DO THIS:
Can you rewrite the rows below, starting at the line containing "Locate the cut" and running through the end of the rows? Include every line in that span and no others, shift each x and y value in the answer points by -145, and leave the format samples and all other text unchanged.

Data drawn from a collection:
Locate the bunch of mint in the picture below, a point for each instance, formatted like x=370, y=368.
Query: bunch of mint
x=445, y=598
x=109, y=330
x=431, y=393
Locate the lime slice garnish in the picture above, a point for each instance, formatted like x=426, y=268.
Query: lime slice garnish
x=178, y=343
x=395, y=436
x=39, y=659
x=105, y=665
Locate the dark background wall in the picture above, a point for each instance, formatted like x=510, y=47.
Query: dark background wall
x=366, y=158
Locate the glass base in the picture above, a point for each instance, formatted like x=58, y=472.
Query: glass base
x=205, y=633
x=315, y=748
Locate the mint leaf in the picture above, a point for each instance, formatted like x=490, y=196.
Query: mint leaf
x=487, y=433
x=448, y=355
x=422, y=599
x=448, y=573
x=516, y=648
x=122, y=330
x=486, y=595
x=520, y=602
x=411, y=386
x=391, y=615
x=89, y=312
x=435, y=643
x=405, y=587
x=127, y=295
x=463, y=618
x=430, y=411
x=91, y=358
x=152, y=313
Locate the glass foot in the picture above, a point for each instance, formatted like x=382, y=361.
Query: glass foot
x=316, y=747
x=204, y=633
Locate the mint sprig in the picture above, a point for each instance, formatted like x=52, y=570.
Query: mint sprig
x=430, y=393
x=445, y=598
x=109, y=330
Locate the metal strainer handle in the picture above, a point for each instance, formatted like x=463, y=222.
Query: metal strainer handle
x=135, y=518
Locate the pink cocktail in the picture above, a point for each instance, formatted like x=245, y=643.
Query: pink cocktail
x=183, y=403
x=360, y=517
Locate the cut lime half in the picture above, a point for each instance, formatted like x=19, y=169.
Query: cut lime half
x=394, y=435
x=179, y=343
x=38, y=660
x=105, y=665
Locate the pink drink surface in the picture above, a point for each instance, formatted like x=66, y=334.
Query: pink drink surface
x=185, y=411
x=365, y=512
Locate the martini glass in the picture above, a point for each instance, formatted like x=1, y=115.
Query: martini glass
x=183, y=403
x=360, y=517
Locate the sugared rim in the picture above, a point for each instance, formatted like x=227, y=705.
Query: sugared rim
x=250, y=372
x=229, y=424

ANSWER TO THIS EXERCISE:
Locate the cut lime half in the picture above, a point for each instance, formatted like x=19, y=169.
Query: cut lime half
x=249, y=290
x=34, y=198
x=-107, y=515
x=-40, y=520
Locate the pink drink surface in the picture above, a point for each instance, formatted like x=66, y=334.
Query: pink drink surface
x=40, y=266
x=220, y=367
Locate the martini glass in the picture above, a point for each instance, formatted like x=1, y=115.
Query: martini glass
x=38, y=258
x=215, y=372
Locate the sugared rim in the picture above, a point for each instance, formatted like x=227, y=705.
Query: sugared rim
x=105, y=227
x=84, y=279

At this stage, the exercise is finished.